About this exercise: Your copy of the listing must be exact and must hold no images.

The data:

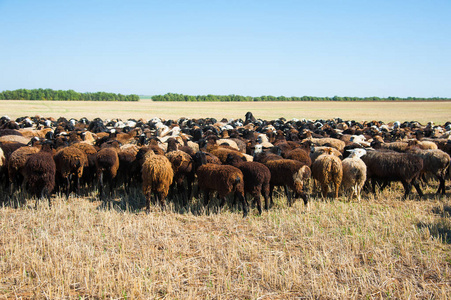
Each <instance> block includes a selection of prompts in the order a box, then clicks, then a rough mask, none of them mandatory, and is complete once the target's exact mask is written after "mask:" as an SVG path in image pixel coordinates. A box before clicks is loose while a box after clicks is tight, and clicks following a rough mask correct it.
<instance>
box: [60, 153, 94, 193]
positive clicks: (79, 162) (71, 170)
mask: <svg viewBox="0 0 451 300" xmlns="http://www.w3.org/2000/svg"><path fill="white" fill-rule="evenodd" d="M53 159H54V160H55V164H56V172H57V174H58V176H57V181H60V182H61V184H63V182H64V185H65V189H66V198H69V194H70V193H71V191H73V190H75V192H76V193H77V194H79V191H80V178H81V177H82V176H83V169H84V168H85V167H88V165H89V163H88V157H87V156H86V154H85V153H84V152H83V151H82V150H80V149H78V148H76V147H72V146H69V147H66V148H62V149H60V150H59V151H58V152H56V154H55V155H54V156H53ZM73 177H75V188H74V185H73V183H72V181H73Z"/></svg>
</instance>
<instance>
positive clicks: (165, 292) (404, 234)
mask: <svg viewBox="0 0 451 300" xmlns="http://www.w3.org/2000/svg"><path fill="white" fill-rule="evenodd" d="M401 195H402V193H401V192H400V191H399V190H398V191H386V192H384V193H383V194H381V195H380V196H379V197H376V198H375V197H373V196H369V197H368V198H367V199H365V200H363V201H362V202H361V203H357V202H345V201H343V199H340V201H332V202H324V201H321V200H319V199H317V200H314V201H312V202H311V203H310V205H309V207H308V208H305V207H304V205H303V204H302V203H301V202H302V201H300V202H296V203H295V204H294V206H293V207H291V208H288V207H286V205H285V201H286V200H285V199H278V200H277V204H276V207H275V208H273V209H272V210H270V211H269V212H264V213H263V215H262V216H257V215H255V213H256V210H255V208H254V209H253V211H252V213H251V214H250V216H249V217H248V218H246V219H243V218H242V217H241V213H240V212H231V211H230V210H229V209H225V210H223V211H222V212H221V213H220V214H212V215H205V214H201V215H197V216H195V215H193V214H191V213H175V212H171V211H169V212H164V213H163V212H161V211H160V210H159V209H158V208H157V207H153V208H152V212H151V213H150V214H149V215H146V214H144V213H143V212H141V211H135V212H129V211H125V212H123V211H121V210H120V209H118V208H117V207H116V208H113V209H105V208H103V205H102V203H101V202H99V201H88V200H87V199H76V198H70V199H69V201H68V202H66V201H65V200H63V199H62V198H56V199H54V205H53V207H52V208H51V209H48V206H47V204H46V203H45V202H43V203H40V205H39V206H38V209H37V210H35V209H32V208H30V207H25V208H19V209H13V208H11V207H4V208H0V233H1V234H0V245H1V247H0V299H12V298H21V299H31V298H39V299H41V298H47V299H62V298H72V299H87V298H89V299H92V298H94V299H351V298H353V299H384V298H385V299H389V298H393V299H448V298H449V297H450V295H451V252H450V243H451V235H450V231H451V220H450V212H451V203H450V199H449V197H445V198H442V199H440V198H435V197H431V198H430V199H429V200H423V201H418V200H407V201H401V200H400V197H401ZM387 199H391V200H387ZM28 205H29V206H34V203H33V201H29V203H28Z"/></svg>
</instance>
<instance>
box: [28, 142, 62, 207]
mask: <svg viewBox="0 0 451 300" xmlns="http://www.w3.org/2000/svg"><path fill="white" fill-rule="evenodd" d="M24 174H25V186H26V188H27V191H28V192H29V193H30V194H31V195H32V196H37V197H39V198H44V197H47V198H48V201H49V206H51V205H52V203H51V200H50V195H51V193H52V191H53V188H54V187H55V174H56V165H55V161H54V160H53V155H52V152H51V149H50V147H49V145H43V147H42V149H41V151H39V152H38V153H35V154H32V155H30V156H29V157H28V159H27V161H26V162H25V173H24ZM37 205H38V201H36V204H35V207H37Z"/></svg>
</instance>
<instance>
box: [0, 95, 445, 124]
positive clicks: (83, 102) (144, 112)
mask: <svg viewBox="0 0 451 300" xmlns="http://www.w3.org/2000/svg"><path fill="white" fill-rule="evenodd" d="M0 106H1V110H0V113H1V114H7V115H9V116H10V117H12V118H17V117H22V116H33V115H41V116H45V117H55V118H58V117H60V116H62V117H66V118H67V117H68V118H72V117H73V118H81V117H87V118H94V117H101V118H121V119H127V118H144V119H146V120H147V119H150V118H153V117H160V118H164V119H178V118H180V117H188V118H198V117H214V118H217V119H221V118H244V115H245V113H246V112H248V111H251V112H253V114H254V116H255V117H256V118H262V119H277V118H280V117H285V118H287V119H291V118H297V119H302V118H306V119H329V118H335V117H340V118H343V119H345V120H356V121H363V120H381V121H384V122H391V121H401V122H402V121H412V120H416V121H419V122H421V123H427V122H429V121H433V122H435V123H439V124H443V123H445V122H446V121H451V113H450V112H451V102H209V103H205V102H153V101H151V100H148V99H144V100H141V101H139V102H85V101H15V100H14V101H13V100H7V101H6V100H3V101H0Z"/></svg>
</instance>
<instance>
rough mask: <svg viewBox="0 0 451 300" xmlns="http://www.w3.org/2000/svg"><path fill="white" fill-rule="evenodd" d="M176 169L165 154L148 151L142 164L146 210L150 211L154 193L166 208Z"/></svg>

Task response:
Each <instance> block includes a selection of prompts in the order a box, then clicks, then a rough mask, none of them mandatory, and is complete once the target's exact mask is written after "mask:" as an SVG path in image pixel coordinates. A box before clicks is loose while a box after clicks is tight, and clicks following a rough mask correct it.
<instance>
box: [60, 153, 94, 193]
positive clicks: (79, 162) (71, 170)
mask: <svg viewBox="0 0 451 300" xmlns="http://www.w3.org/2000/svg"><path fill="white" fill-rule="evenodd" d="M53 159H54V160H55V164H56V172H57V174H58V176H57V181H60V182H61V184H63V182H64V185H65V189H66V198H69V194H70V193H71V191H73V190H75V192H76V193H77V194H79V191H80V178H81V177H82V176H83V169H84V168H85V167H88V165H89V163H88V157H87V156H86V154H85V153H84V152H83V151H82V150H80V149H78V148H76V147H72V146H69V147H66V148H62V149H60V150H59V151H58V152H56V154H55V155H54V156H53ZM73 177H75V188H74V185H73V183H72V181H73Z"/></svg>
</instance>
<instance>
positive clicks: (165, 292) (404, 234)
mask: <svg viewBox="0 0 451 300" xmlns="http://www.w3.org/2000/svg"><path fill="white" fill-rule="evenodd" d="M401 195H402V193H401V192H400V191H399V190H398V191H386V192H384V193H383V194H381V195H380V196H379V197H376V198H375V197H373V196H369V197H368V198H367V199H365V200H363V201H362V202H361V203H357V202H345V201H343V199H340V201H332V202H324V201H321V200H319V199H317V200H314V201H312V202H311V203H310V205H309V207H308V208H305V207H304V205H303V204H302V203H301V202H302V201H300V202H296V203H295V204H294V206H293V207H291V208H288V207H286V205H285V201H286V200H285V199H278V200H277V204H276V207H275V208H273V209H272V210H270V211H269V212H264V213H263V215H262V216H257V215H255V213H256V210H255V208H254V209H253V211H252V213H251V214H250V216H249V217H248V218H246V219H243V218H242V217H241V213H240V212H231V211H230V210H229V209H225V210H223V211H222V212H221V213H220V214H212V215H205V214H201V215H197V216H195V215H193V214H191V213H175V212H171V211H169V212H164V213H163V212H161V211H160V210H159V209H158V208H157V207H153V208H152V212H151V213H150V214H149V215H146V214H144V213H143V212H141V211H135V212H129V211H125V212H123V211H121V210H120V209H118V208H117V207H116V208H113V209H105V208H103V205H102V203H101V202H99V201H88V200H87V199H76V198H70V199H69V201H68V202H66V201H65V200H63V199H62V198H56V199H54V205H53V207H52V208H51V209H48V206H47V204H46V203H45V202H43V203H40V205H39V206H38V209H37V210H35V209H32V208H30V207H25V208H19V209H13V208H11V207H4V208H0V233H1V234H0V245H1V247H0V299H12V298H21V299H31V298H39V299H41V298H47V299H62V298H72V299H87V298H89V299H92V298H94V299H351V298H353V299H384V298H385V299H389V298H393V299H448V298H449V297H450V295H451V252H450V243H451V235H450V231H451V220H450V212H451V203H450V199H449V197H445V198H442V199H440V198H435V197H431V198H430V199H429V200H423V201H418V200H407V201H401V200H400V197H401ZM387 199H391V200H387ZM28 205H29V206H34V203H33V201H29V203H28Z"/></svg>
</instance>
<instance>
box: [28, 142, 62, 207]
mask: <svg viewBox="0 0 451 300" xmlns="http://www.w3.org/2000/svg"><path fill="white" fill-rule="evenodd" d="M24 174H25V186H26V188H27V191H28V192H29V193H30V194H31V195H32V196H37V197H39V198H44V197H47V198H48V201H49V206H51V205H52V203H51V200H50V195H51V193H52V191H53V188H54V187H55V174H56V165H55V161H54V160H53V155H52V152H51V149H50V147H49V145H43V147H42V149H41V151H39V152H38V153H35V154H32V155H30V156H29V157H28V159H27V161H26V162H25V173H24ZM37 205H38V201H36V204H35V207H37Z"/></svg>
</instance>
<instance>
box: [0, 95, 445, 124]
positive clicks: (83, 102) (144, 112)
mask: <svg viewBox="0 0 451 300" xmlns="http://www.w3.org/2000/svg"><path fill="white" fill-rule="evenodd" d="M0 106H1V110H0V113H1V114H7V115H9V116H10V117H12V118H17V117H22V116H33V115H41V116H45V117H55V118H58V117H60V116H62V117H66V118H67V117H68V118H72V117H73V118H81V117H87V118H94V117H101V118H121V119H127V118H144V119H146V120H147V119H150V118H153V117H160V118H164V119H178V118H180V117H188V118H198V117H214V118H217V119H221V118H244V115H245V113H246V112H248V111H251V112H253V114H254V116H255V117H256V118H262V119H277V118H280V117H285V118H287V119H291V118H297V119H302V118H306V119H329V118H335V117H340V118H343V119H345V120H356V121H363V120H381V121H384V122H391V121H401V122H402V121H412V120H416V121H419V122H421V123H427V122H429V121H433V122H435V123H439V124H443V123H445V122H446V121H451V113H450V112H451V102H209V103H205V102H153V101H151V100H148V99H144V100H141V101H139V102H85V101H15V100H14V101H13V100H7V101H6V100H3V101H0Z"/></svg>
</instance>
<instance>
rough mask: <svg viewBox="0 0 451 300" xmlns="http://www.w3.org/2000/svg"><path fill="white" fill-rule="evenodd" d="M176 169L165 154L148 151L142 164L146 210L150 211L154 193L166 208Z"/></svg>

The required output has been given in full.